* [Consigne]:
Répondez à ces questions d'après l'extrait :
1. Chez quel éditeur paraît Tiff'Annie ?
2. Pour quelle raison Bruno Heitz s'est-il installé à Saint-Rémy ?
3. À quoi servait au départ l'espace qu'il appelle son « atelier bois » ?

* [Extrait du document]:
------------------------
Tiff’Annie de Bruno Heitz

Identité Remarquable | Bruno Heitz pour Tiff’Annie, son polars en bande dessinée

Bandes destinées

 

Alors que paraît aux éditions Gallimard Tiff’Annie, le deuxième opus des Dessous de Saint-Saturnin, la nouvelle série de polars en bande dessinée de Bruno Heitz, rencontre avec son talentueux auteur dans son fief de Saint-Rémy-de-Provence.

 

 

Bruno Heitz

Casquette vissée sur le crâne, Bruno Heitz arrive en vélo à notre rendez-vous devant l’Office de tourisme de Saint-Rémy, l’air bonhomme de ses personnages mais avec l’œil malicieux de ses récits, beaucoup moins innocents qu’ils n’y paraissent. Après avoir raconté comment il a atterri à Saint-Rémy, pour suivre sa femme, il y a plus de trente ans déjà, Bruno nous emmène dans son « atelier bois » comme il aime à le nommer. Au départ garage pour ses vieilles voitures, cet espace lui sert aussi de deuxième atelier. C’est là qu’il réalise ses tirages en linogravure ainsi que ses bois découpés, avec démonstration de découpe à l’appui.
------------------------
* [Entrées répertoriées]:

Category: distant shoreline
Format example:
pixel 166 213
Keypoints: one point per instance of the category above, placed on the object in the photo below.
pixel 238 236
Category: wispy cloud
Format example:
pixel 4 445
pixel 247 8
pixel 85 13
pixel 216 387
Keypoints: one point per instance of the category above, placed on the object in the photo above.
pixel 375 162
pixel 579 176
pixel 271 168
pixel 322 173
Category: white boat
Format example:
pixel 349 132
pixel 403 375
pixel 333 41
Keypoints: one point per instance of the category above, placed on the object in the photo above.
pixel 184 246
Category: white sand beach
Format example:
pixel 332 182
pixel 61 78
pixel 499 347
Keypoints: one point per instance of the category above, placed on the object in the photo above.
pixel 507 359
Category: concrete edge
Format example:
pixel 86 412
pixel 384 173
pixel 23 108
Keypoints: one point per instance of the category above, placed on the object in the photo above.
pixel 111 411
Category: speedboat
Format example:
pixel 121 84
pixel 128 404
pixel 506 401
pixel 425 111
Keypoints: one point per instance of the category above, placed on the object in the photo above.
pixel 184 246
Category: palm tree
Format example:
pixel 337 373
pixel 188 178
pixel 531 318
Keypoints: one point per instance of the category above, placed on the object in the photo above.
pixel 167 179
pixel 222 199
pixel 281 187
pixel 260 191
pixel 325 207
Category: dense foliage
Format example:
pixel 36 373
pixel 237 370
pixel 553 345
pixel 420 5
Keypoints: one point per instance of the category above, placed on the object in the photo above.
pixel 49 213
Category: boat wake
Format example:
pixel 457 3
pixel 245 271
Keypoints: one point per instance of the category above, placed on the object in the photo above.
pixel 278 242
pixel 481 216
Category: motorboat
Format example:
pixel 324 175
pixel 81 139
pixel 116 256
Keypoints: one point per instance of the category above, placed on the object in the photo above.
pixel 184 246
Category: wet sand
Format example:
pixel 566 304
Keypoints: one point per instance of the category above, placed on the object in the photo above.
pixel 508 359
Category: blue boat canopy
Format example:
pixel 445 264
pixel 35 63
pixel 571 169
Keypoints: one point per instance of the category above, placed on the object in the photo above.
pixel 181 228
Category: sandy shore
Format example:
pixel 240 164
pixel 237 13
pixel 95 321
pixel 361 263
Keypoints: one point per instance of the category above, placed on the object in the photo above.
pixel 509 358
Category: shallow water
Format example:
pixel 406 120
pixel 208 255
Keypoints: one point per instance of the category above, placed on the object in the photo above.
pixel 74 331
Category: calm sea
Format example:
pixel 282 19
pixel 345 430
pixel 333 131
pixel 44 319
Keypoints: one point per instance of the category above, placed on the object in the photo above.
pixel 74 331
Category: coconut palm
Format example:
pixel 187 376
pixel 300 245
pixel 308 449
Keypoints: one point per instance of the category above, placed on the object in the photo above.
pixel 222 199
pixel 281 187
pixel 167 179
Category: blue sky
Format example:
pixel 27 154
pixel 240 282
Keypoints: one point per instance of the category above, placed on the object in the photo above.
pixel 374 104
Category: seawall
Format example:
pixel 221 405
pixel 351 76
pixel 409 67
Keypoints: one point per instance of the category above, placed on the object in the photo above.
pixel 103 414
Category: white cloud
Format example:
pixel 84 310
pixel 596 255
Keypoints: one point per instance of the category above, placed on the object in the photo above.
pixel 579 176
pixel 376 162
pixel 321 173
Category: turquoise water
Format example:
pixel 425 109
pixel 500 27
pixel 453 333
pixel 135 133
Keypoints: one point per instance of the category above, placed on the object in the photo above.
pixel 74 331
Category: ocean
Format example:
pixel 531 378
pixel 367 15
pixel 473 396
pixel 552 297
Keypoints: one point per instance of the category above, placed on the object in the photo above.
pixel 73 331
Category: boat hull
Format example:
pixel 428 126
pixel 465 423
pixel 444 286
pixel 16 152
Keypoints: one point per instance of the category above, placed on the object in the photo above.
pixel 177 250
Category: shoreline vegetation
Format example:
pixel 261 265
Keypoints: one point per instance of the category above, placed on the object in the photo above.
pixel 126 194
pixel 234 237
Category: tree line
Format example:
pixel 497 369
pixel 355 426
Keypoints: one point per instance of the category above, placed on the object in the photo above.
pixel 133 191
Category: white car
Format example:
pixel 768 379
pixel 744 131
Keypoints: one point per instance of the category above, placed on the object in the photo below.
------------------------
* [Réponse]:
1. Aux éditions Gallimard.
2. Pour suivre sa femme.
3. De garage pour ses vieilles voitures.